[What is expected]:
In the data below, which lines hold "return"? Copy every one.

[Task inputs]:

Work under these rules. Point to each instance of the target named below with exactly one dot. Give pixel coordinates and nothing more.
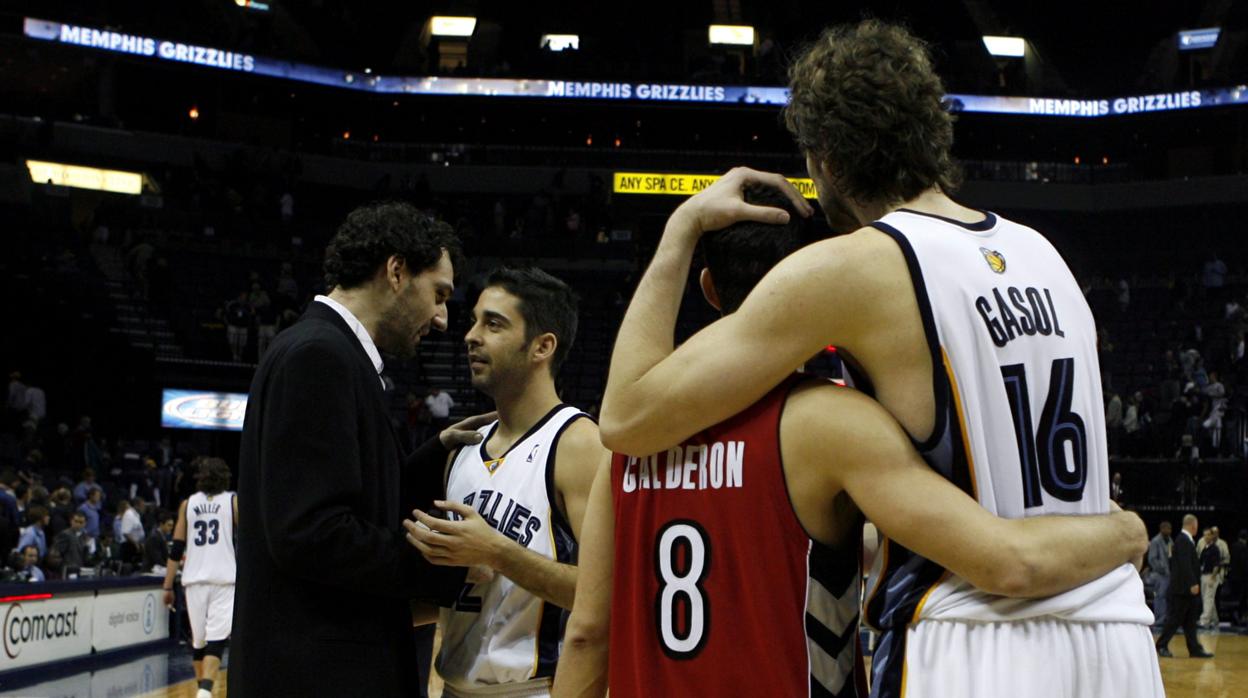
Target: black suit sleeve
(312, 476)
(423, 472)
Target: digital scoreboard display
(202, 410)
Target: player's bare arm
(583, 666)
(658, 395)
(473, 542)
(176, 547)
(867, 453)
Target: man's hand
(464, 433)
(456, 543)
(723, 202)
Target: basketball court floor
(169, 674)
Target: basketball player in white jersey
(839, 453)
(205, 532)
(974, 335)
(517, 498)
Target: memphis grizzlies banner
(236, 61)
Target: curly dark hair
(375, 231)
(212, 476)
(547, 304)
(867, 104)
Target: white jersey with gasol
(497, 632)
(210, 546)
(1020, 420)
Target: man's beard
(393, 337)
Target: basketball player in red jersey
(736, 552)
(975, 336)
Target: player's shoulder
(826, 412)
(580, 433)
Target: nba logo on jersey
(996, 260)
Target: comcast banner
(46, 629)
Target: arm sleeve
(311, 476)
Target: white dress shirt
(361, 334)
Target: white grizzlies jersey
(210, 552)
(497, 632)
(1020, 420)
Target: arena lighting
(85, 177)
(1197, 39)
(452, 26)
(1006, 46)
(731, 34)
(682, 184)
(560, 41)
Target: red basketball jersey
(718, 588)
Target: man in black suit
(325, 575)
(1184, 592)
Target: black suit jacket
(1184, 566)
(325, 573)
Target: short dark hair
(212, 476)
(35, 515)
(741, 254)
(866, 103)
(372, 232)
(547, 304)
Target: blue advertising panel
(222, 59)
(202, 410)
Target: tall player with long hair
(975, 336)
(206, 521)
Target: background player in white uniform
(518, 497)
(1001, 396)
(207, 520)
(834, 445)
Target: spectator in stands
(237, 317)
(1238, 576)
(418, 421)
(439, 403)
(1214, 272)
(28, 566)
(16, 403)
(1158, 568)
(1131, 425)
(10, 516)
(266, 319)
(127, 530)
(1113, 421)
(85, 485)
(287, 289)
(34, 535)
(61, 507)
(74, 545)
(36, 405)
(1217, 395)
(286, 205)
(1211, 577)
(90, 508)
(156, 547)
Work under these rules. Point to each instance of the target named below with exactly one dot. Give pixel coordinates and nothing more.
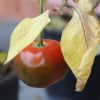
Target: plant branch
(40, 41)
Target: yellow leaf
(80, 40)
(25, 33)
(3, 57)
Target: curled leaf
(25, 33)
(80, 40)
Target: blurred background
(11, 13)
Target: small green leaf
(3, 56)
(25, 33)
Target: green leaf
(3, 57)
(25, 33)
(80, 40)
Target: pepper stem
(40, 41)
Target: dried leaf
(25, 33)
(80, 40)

...

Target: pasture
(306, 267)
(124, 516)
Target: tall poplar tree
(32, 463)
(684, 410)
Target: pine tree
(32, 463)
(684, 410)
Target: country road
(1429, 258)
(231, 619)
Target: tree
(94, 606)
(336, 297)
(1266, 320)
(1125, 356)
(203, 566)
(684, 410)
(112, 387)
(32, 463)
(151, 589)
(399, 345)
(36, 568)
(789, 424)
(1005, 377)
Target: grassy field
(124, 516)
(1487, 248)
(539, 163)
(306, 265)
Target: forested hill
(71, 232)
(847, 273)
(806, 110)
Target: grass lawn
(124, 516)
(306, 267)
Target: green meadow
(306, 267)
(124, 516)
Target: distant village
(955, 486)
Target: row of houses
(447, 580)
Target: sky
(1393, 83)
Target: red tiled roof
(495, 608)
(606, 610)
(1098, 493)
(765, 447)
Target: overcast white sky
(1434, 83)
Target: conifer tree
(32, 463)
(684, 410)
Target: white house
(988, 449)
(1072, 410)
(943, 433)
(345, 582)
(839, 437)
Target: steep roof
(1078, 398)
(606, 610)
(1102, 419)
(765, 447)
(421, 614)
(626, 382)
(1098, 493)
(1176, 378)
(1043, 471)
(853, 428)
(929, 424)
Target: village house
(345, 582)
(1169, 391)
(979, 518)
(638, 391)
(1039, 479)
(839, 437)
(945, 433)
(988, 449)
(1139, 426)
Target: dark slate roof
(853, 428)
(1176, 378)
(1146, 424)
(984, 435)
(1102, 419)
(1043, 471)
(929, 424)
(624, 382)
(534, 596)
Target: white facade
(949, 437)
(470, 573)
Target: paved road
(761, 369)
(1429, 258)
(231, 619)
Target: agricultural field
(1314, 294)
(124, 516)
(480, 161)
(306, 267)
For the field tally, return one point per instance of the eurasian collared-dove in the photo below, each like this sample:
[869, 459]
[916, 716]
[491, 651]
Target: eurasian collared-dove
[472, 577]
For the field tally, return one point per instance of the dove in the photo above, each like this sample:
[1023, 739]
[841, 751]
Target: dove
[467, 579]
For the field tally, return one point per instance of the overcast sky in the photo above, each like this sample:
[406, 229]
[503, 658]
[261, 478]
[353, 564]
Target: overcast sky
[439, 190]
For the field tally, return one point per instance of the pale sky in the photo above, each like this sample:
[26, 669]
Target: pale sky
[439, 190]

[Answer to the exercise]:
For the field tally, return one point per instance of the eurasian collared-dove in the photo below, each like this sample:
For the field tally, return one point per instance of the dove in the photo above, each like this sample:
For the field tally, return one point per instance of the overcast sky in the photo above, each like this sample:
For the field tally, return one point per instance of the pale sky in the photo above, each like this sample:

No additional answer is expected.